-- begin READING PASSAGE --
By Jason Chin
Roaring Brook Pres (Macmillan)
In Stores April 29, 2014
Pet peeve time. Often when people talk about low-level nonfiction, they don’t mean really low. Sorry K-1 crowd. Although the field is getting better all the time, it can still be difficult to find stuff for this young audience that truly stands out. With Gravity, Jason Chin (author of 2012 favorite Island) gets low to help explain a force that effects us all.
What is gravity? What does it do? What would happen if it didn’t exist? Big, bold statements (in all caps) are set to images that skillfully illuminate the text. The perspective shifts from the effects of gravity on earth to the heavens – how it keeps planets orbiting the sun and keeps the moon from floating away – before coming back to earth, finishing the book as it began.
-- end READING PASSAGE --
-- begin MATERIAL --
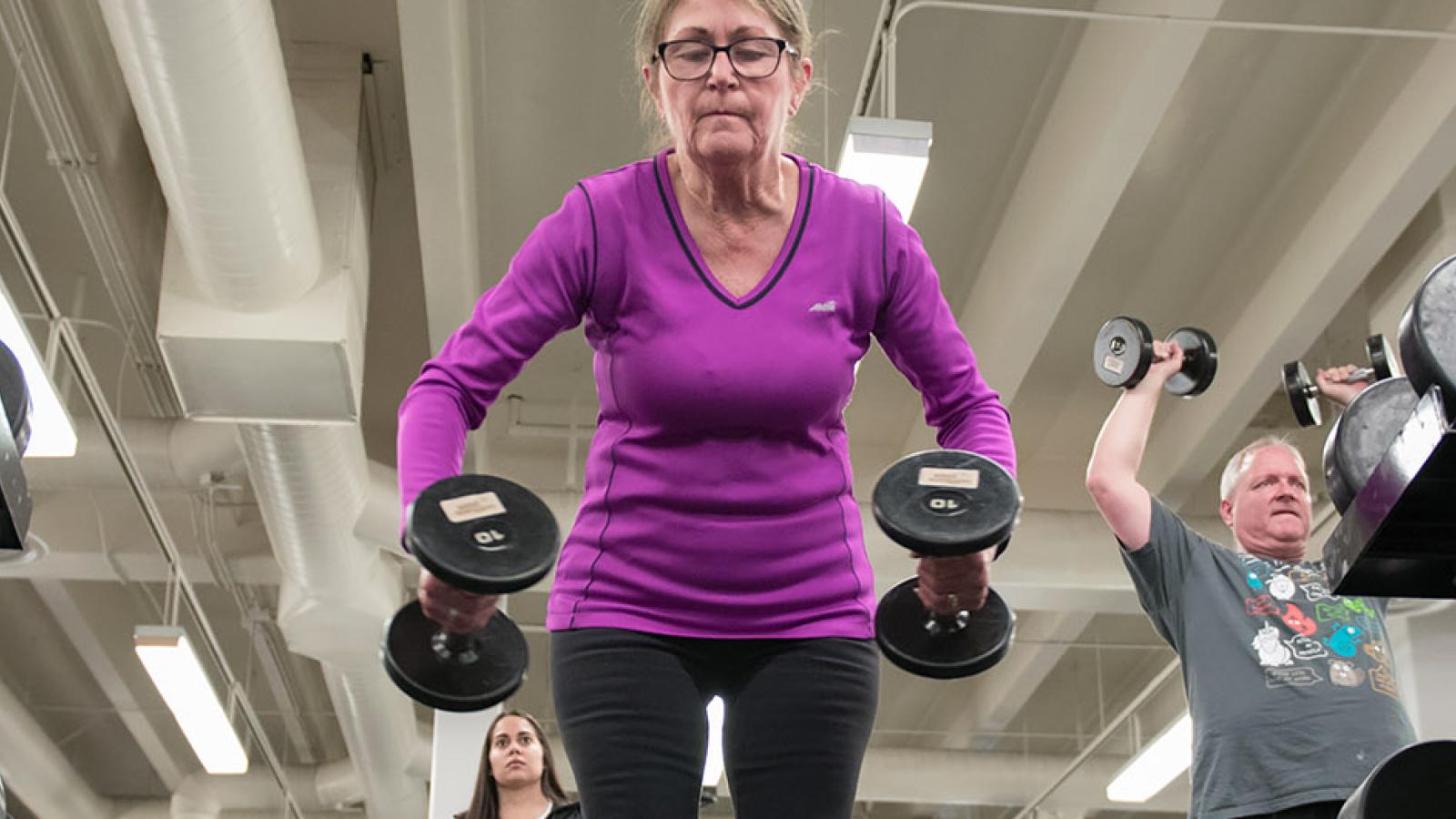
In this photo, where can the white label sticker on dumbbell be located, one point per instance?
(953, 479)
(472, 508)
-- end MATERIAL --
**YOUR OBJECTIVE**: Quote the entire book review, word for word. Draw only on the book review, not on the lines.

**ANSWER BELOW**:
By Jason Chin
Roaring Brook Pres (Macmillan)
In Stores April 29, 2014
Pet peeve time. Often when people talk about low-level nonfiction, they don’t mean really low. Sorry K-1 crowd. Although the field is getting better all the time, it can still be difficult to find stuff for this young audience that truly stands out. With Gravity, Jason Chin (author of 2012 favorite Island) gets low to help explain a force that effects us all.
What is gravity? What does it do? What would happen if it didn’t exist? Big, bold statements (in all caps) are set to images that skillfully illuminate the text. The perspective shifts from the effects of gravity on earth to the heavens – how it keeps planets orbiting the sun and keeps the moon from floating away – before coming back to earth, finishing the book as it began.